◆ WHAT YOU HAVE TO DO ◆
Go through the records underneath and write each one out again exactly.
------ MATERIAL PROVIDED ------
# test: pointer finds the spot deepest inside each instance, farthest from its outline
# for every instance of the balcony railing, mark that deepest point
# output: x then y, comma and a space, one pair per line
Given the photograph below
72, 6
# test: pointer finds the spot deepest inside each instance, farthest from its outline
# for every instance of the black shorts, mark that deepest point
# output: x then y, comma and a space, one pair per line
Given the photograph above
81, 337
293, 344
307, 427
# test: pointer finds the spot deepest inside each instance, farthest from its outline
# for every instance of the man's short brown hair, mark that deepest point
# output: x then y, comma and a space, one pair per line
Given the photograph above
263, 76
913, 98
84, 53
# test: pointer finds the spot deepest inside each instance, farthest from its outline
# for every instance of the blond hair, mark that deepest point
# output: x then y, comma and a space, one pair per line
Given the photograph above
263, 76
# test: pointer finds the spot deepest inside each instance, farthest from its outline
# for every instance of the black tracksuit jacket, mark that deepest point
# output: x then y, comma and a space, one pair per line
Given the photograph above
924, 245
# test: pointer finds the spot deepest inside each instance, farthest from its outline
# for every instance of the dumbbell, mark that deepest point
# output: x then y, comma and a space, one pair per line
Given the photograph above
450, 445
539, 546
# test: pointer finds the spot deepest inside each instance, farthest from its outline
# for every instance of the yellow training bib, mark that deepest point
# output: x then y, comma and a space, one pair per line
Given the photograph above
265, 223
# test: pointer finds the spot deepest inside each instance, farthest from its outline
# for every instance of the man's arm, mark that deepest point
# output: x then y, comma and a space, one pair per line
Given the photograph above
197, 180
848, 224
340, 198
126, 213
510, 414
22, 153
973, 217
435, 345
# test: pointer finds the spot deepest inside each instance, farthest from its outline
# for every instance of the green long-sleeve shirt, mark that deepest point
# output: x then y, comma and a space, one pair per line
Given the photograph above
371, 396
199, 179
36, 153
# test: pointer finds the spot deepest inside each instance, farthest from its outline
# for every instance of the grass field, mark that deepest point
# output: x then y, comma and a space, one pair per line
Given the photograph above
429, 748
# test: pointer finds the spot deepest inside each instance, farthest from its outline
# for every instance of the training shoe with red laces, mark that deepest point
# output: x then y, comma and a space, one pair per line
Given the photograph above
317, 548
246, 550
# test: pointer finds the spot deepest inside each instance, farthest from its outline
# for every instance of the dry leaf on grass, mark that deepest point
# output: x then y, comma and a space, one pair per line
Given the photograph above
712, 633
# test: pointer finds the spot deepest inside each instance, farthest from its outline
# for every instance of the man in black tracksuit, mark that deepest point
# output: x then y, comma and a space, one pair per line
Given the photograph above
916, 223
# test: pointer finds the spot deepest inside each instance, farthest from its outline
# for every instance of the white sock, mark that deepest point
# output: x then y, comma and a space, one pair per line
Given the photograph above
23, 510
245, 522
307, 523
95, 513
------
◆ ANSWER TO THE PROBLEM ◆
# test: pointer finds the spot deepest inside each instance, farthest from its outline
# for every instance of the balcony railing, mark that deepest point
# output: x then y, comma and a space, one pair per line
Given the photograph below
72, 6
# test: pointer finds the spot deepest inside each instance, farthest from its outline
# for every instance of the black shorts, mark that deepest point
# output: x then y, comma and a space, one pair per line
Given the photograph above
81, 337
293, 344
307, 427
# test: pointer finds the spot deepest inside each instance, farthest from its outline
# for every instance of the man's short brown hair, mark that deepest point
# output: x then y, comma and a space, one pair per line
Given the photograph above
263, 76
913, 98
84, 53
# test: pointer finds the spot deepest inside each instance, farthest from its outline
# for every instance of the blond hair, mark that deepest point
# output: x then y, comma and a space, one pair per line
Given the photograph above
263, 76
# test: pointer finds the spot deepest inside each instance, farthest from its outline
# for every instance of the black tracksuit jacket, mark that deepest point
# output: x then y, comma and a space, one pair per line
Given the photograph above
924, 245
# test: pointer finds the spot deepest inside each instance, farthest from its outline
# for every instance of the dumbbell, mark that deepest point
# output: x then y, comma and a space, one pair per line
Given the photograph above
450, 445
539, 546
# test: pointer finds the spot deepest inside each instance, farthest from its outline
# for every instance of the yellow training bib, mark that deepest point
# output: x then y, comma and a space, one pair per line
Given the photograph above
265, 223
# test: pointer finds the spot deepest inside each instance, farthest from its outline
# for every instance of the man's arm, mark that deepest point
# output: x then y, comma and a space, one pair per line
Given the photograph above
197, 180
848, 224
340, 198
126, 213
510, 414
22, 153
973, 217
435, 345
# test: pointer finds the spot deepest inside each instance, farthest from its outline
# for every instance of the green long-sleeve shirt, mark that deepest point
# output: x then y, comma and a space, one pair per line
Given the photograph above
371, 396
199, 179
36, 153
# test: pointer finds the spot deepest inside each instance, farthest from its outline
# for every instance of the grass field, mark that deepest point
# output: x then y, comma and a space, one pair per line
Given the photograph above
429, 748
# test: pointer finds the spot deepest inside each instance, farthest from its outline
# for every instance of the training shoe with red laces, mark that deepest point
# output: x then y, comma and a space, one pair per line
Given the photograph above
317, 548
246, 550
# test: pointer finds the spot deepest inside each instance, farthest from its outline
# for every instance of the dry leaf on grass, mark that deepest point
# output: x then y, comma and a space, one pair per line
Given the photograph above
712, 633
# test: pointer finds the spot deepest inside each instance, farthest from its outline
# for every instance of the man in black tracksuit, mark that deepest point
# output: x then y, comma and a space, one pair per line
Given the photograph above
916, 223
# test: pointer finds the spot deepest inside each instance, farthest from its outline
# for every instance of the white sock, mark that deepest point
# output: x then y, comma and a space, one pair per line
Given the photograph above
23, 510
245, 522
307, 523
95, 513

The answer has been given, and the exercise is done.